PASSAGE SHOWN:
--- start ---

E: Heavy Things, Slave, Rocky Top

Quickies: UIC 1 - Monday Night En Fuego


Poster by Dan Grzeca

Four hours after the first UIC show, I was wide awake and still shaking. Maybe some of it had to do with the stupendous music, but more likely the mischievous culprit was the chemicals pumping through my blood system. Actually, it was a delightful combination of both. Right place, right time. One of my friends summed it up best, "You picked one helluva a night to trip balls at Phish."

Every once in a while you have to push yourself over the edge to a place extremely far from your comfort zone because when you do, that's when magical things happen -- that is to say, if you can survive stepping over your boundaries. Some of the most exhilarating experiences I undertook were the times I sprinted to the edge of the abyss with recklessness then peeked into the darkness of nothingness before I jumped. On more than one occasion, Phish swept me up and dragged me down the rabbit hole with them.

Yep, it seemed like just another Monday night for some, but for the lucky heads at UIC who got their brains liquefied, it was one of the greatest Monday nights of their life.

--- end ---

SUPPLIED INFORMATION:
--- start ---

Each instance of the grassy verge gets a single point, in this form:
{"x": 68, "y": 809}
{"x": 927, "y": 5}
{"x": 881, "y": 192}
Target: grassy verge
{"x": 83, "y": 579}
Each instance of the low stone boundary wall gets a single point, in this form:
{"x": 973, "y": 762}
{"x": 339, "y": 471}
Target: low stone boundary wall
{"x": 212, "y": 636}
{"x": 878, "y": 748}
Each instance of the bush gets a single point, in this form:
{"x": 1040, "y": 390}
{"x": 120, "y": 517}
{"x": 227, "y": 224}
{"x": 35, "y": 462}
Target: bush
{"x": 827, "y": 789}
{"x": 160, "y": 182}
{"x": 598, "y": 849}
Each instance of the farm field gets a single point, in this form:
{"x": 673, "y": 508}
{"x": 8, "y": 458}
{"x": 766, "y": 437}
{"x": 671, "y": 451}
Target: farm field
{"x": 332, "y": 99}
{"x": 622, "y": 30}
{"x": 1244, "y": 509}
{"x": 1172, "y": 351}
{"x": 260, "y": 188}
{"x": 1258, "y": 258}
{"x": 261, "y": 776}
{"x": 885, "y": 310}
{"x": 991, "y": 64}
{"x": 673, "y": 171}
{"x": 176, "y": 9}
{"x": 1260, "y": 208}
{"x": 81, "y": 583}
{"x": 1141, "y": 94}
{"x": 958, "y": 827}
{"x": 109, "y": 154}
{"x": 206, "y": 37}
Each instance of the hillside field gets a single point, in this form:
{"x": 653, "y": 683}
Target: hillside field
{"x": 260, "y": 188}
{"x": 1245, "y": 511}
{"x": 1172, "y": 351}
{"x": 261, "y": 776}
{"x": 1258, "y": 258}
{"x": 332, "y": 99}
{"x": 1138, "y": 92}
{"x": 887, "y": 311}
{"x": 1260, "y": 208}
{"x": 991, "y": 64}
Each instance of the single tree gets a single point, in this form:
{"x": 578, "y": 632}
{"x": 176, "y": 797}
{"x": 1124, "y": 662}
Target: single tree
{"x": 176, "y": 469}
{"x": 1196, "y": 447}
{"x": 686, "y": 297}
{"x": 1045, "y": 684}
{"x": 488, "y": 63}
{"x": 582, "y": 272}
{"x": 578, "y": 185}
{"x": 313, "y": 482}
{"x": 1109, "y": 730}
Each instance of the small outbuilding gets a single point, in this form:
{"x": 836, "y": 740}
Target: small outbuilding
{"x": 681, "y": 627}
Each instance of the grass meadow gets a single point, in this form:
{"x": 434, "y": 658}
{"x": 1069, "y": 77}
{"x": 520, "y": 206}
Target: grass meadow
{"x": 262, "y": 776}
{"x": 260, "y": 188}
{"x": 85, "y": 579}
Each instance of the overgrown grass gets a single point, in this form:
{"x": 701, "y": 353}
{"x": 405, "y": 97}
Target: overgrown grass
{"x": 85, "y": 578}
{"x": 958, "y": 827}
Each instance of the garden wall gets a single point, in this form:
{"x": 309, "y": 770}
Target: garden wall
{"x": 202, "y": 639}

--- end ---

TO DO: Reproduce the Phish concert write-up from "Every once in" to "hole with them.", substituting "canyon" for "abyss".

RESULT FOR THIS TASK:
Every once in a while you have to push yourself over the edge to a place extremely far from your comfort zone because when you do, that's when magical things happen -- that is to say, if you can survive stepping over your boundaries. Some of the most exhilarating experiences I undertook were the times I sprinted to the edge of the canyon with recklessness then peeked into the darkness of nothingness before I jumped. On more than one occasion, Phish swept me up and dragged me down the rabbit hole with them.